→ **EXERCISE TASK**: With the pictures omitted, write out the entries that follow exactly as they stand.

→ **GIVEN DATA**:

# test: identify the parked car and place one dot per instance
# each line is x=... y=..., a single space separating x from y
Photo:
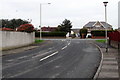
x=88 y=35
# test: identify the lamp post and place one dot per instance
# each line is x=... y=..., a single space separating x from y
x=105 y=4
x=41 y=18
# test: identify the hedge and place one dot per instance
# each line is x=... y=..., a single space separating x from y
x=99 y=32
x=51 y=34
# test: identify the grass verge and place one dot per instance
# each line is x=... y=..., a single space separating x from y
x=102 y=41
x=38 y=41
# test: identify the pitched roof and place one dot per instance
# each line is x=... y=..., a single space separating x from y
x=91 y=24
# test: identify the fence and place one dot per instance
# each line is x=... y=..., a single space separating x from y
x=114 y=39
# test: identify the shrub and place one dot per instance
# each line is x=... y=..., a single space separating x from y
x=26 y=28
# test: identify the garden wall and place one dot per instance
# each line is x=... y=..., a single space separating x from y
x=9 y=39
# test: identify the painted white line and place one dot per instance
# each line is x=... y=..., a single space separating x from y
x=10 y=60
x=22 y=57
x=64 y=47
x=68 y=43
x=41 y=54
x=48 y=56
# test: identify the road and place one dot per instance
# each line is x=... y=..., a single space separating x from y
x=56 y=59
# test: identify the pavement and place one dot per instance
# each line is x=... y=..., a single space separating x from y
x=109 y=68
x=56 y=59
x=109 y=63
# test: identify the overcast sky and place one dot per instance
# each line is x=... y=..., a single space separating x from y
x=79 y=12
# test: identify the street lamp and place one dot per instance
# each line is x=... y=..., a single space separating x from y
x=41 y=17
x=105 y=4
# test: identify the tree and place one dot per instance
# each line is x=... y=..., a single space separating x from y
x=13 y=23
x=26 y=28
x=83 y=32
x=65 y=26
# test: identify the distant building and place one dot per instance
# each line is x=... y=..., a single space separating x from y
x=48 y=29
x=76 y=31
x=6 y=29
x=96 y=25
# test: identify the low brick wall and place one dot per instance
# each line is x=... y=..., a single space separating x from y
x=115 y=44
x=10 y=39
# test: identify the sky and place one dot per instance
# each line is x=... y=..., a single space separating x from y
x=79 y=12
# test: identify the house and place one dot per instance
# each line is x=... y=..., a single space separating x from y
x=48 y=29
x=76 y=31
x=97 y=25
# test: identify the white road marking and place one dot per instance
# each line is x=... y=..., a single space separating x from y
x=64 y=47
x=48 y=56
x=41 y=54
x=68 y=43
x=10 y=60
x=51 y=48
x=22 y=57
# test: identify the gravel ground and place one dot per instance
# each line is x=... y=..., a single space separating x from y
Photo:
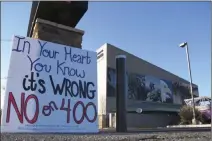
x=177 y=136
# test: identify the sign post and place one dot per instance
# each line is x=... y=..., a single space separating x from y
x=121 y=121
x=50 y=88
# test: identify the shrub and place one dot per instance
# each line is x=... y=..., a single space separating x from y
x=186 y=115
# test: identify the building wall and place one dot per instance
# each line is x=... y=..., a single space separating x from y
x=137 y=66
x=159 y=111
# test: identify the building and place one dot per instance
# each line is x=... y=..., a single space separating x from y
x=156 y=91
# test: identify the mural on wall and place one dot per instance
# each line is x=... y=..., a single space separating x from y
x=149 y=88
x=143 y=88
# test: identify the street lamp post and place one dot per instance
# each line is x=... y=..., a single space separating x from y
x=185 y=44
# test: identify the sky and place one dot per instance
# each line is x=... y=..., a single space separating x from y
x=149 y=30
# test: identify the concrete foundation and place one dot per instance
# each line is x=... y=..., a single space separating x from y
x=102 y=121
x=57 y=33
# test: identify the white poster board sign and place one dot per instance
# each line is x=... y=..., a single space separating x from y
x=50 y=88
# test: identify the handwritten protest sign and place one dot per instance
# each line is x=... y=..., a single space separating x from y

→ **FINISHED ANSWER**:
# test: identify the parked car and place one dot per instance
# each line is x=... y=..., a single space separating x from y
Photo:
x=88 y=35
# test: identify the lamp post and place one dot per instance
# each line is x=... y=..., a single space separating x from y
x=105 y=4
x=41 y=18
# test: identify the hedge and place one dot per instance
# each line is x=... y=..., a single space separating x from y
x=99 y=32
x=51 y=34
# test: identify the grass verge and place one dot per instance
# each line is x=... y=..., a single space separating x from y
x=102 y=41
x=38 y=41
# test: identify the pitched roof and place one dot per instance
# each line is x=... y=..., a single space separating x from y
x=91 y=24
# test: identify the fence and place one dot per instance
# each line is x=... y=..., a single space separating x from y
x=114 y=39
# test: identify the shrub and place one dot per instance
# each line is x=... y=..., a single space separating x from y
x=26 y=28
# test: identify the garden wall and place one dot per instance
# each line is x=... y=..., a single space separating x from y
x=9 y=39
# test: identify the painted white line and place one dot per instance
# each line is x=... y=..., a single space separating x from y
x=10 y=60
x=22 y=57
x=64 y=47
x=68 y=43
x=41 y=54
x=48 y=56
# test: identify the road and place one dot per instance
# each line is x=... y=..., a single space separating x from y
x=56 y=59
# test: identify the pavement and place one dot per instance
# each line is x=... y=..., a single space separating x from y
x=109 y=68
x=56 y=59
x=109 y=63
# test: identify the overcast sky and place one dot per instance
# each line is x=... y=..., a single space separating x from y
x=79 y=12
# test: identify the street lamp and place one dot per instance
# each line is x=... y=..., a single space separating x from y
x=41 y=17
x=105 y=4
# test: identify the tree and place one dot per instance
# each line is x=... y=..., a single space separating x from y
x=13 y=23
x=26 y=28
x=83 y=32
x=65 y=26
# test: identify the distant building and place one dot per instance
# each line is x=... y=..., a single space separating x from y
x=48 y=29
x=76 y=31
x=6 y=29
x=96 y=25
# test: identify the low brick wall and place one dot per instance
# each line is x=... y=..., a single space separating x from y
x=115 y=44
x=10 y=39
# test: identify the sky and place one dot per instance
# each line is x=... y=..., a single space separating x from y
x=79 y=12
# test: identify the house and place one dot per instance
# each line is x=... y=..., a single space separating x from y
x=48 y=29
x=76 y=31
x=97 y=25
# test: identify the white road marking and place one dot per instance
# each line is x=... y=..., a single space separating x from y
x=64 y=47
x=48 y=56
x=41 y=54
x=68 y=43
x=10 y=60
x=51 y=48
x=22 y=57
# test: identify the gravel ground and place one dot per instance
# each line is x=... y=..., a single space separating x from y
Photo:
x=177 y=136
# test: identify the sign post and place one dot per instance
# each line is x=... y=..., a single space separating x from y
x=121 y=121
x=50 y=88
# test: identify the shrub and place one dot per instance
# each line is x=... y=..., a single space separating x from y
x=186 y=115
# test: identify the building wall and place one dot per instance
# each line is x=... y=..., a single space separating x from y
x=137 y=66
x=159 y=111
# test: identify the building and place one dot per instance
# each line is x=... y=..., a single space separating x from y
x=156 y=91
# test: identify the mural on wall and place one dot per instance
# each line is x=... y=..., a single space separating x from y
x=149 y=88
x=143 y=88
# test: identify the street lamp post and place one dot per instance
# each line is x=... y=..., a single space separating x from y
x=185 y=44
# test: identify the sky and place one dot per instance
# each line is x=... y=..., a single space separating x from y
x=149 y=30
# test: identify the concrete foundation and place one dot per instance
# each line is x=... y=..., a single space separating x from y
x=102 y=121
x=57 y=33
# test: identify the white poster board sign and place one dot per instance
# each line is x=... y=..., a single space separating x from y
x=50 y=88
# test: identify the handwritten protest sign and place one dot per instance
# each line is x=... y=..., a single space separating x from y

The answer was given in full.